[Activities]
a - In the birding post below, print the passage between "February 21—With our" and "in the winter.", inclusive.
b - In the birding post below, why do yardbirds dominate the year's Top Ten?
BEGIN Text block
January 19, 2017
White-winged Crossbill male
White-winged Crossbill male
It’s time again to list my personal Top Ten birds from the previous year.  Reminiscence is always a fun exercise if the memories are good, and 2016 was a good year for us in real life, in birding, and especially for yardbirds.  In 2015 we had recorded zero new yardbirds, but we had five last year, the most since 2012 so, as you might suspect, yardbirds dominate the year’s Top Ten.

January 13—Evidence of a bird can be as exciting as an actual sighting.  At sunup this morning I found a large feather pile beneath a light pole at my outdoor workplace.  The feathers were Mourning Dove, the predator undoubtedly one of the Great Horned Owl pair that frequents the property.  Feather piles always feed the imagination.

February 21—With our friend, Pierre Deviche, we scrambled over the rocks upstream from Coon Bluff along the Salt River and finally spotted the two Rusty Blackbirds found earlier in the winter.

February 27—It had been eleven years since we had seen a Long-eared Owl.  We spotted two of the small group that spent several weeks last winter roosting in the mesquite bosques at Arivaca Cienega south of Tucson

April 14—Just after sunrise I finally saw the American Robin I had been hearing singing on my bicycle commute to work through Arcadia.  Although I had seen one a year earlier in the same area, I have to assume both were migrants.  Perhaps the same individual on the same northward route?

April 23—Our first new yardbird of the year, the first since a roadrunner in June of ’14, a female Tennessee Warbler showed up at our front fountain along with a bonus package of two male Wilson’s Warblers.  Spring migration obviously in full swing.
END Text block
BEGIN Input data
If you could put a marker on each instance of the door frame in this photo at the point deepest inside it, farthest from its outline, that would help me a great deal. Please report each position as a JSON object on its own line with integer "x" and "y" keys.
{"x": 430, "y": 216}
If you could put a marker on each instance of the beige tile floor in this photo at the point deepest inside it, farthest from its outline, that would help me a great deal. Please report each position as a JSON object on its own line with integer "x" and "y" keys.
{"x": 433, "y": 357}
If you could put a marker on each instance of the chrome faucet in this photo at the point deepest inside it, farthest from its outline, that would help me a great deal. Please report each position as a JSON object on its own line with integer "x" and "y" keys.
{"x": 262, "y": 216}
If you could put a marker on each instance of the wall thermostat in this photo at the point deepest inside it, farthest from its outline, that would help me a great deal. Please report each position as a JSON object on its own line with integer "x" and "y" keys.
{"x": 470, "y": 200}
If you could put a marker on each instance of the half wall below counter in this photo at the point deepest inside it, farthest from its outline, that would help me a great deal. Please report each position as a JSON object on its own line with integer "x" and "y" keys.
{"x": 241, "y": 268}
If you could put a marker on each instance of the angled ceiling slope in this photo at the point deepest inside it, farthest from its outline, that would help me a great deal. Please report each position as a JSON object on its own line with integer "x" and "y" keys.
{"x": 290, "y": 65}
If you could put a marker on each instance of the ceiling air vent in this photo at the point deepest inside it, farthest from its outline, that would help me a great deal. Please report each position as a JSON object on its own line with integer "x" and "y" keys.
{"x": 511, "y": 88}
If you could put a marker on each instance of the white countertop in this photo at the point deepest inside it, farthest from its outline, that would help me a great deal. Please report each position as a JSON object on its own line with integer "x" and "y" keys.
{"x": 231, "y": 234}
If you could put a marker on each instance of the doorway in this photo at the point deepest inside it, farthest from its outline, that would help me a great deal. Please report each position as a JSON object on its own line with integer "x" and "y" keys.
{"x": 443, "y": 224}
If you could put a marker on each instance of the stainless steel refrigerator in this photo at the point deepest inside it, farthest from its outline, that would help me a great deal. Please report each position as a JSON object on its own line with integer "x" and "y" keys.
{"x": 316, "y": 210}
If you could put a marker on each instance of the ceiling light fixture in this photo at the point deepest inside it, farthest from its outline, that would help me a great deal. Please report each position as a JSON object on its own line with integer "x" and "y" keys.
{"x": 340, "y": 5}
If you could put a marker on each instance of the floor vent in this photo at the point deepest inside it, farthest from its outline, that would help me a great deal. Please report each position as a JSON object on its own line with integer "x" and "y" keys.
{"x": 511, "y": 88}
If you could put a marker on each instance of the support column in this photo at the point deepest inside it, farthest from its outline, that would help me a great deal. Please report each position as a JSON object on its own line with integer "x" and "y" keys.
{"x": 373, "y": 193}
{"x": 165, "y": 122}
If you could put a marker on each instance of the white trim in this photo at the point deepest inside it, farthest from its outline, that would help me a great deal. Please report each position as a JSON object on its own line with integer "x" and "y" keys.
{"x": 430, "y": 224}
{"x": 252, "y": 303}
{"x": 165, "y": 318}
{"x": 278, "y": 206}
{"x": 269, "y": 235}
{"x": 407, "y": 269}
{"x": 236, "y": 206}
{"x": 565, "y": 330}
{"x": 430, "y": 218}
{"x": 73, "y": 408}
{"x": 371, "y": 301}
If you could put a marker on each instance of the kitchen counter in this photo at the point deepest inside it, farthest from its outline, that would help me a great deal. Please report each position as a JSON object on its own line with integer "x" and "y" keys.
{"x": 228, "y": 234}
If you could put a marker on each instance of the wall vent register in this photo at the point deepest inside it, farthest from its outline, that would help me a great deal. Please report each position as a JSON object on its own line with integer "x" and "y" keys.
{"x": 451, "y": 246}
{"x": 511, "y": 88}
END Input data
[Results for each task]
a -
February 21—With our friend, Pierre Deviche, we scrambled over the rocks upstream from Coon Bluff along the Salt River and finally spotted the two Rusty Blackbirds found earlier in the winter.

b - The writer recorded five new yardbirds in 2016, the most since 2012, after recording none in 2015.